* The problem *
Select and copy each line of the records below that contains the word "background".

* Data records *
#####
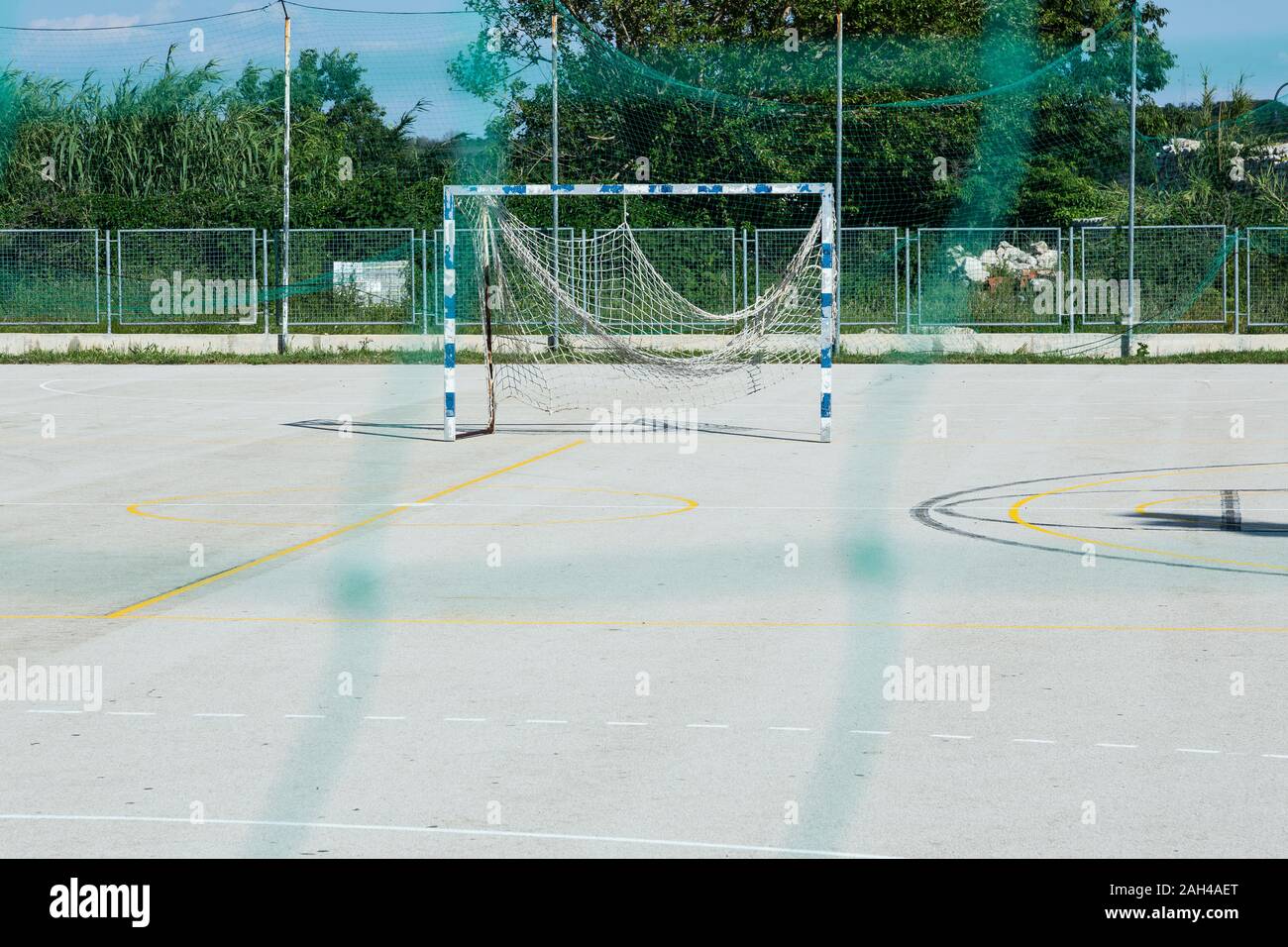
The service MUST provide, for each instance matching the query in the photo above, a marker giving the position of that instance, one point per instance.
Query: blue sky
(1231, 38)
#####
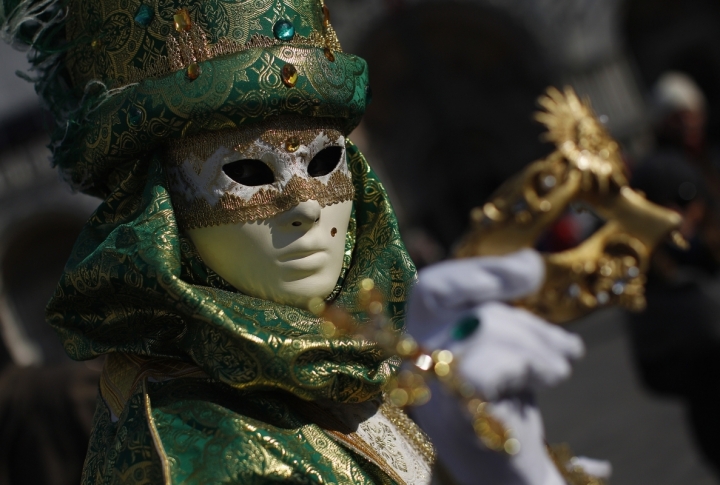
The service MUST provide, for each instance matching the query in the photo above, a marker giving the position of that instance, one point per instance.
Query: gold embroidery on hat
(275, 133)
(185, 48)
#####
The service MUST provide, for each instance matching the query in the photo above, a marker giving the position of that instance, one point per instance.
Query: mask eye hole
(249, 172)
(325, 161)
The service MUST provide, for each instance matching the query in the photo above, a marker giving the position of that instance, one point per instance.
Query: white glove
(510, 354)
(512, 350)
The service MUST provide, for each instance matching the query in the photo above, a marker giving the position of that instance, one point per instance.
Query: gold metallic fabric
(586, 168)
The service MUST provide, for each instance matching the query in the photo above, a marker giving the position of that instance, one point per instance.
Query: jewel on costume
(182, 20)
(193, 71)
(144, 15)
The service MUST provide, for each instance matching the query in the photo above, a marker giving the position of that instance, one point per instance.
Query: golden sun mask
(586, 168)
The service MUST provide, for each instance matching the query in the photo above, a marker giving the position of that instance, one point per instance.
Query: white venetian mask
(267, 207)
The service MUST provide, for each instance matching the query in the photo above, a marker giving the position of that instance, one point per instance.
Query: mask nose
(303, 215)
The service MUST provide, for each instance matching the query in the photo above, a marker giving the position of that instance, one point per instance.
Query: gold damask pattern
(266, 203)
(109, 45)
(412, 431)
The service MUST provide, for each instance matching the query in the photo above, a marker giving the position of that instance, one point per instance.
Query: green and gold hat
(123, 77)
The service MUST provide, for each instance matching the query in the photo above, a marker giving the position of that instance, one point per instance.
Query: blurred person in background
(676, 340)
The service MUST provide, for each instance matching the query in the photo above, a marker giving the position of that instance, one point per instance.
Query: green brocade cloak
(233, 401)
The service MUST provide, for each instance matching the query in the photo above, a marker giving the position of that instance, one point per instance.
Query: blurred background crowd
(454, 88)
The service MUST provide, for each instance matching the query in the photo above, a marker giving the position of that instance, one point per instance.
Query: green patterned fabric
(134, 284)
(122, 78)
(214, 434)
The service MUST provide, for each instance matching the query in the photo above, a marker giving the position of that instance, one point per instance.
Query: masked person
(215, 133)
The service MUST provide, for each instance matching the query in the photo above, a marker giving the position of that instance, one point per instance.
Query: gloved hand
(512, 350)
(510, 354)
#####
* Output below *
Query: blurred person in background
Query: blurred background crowd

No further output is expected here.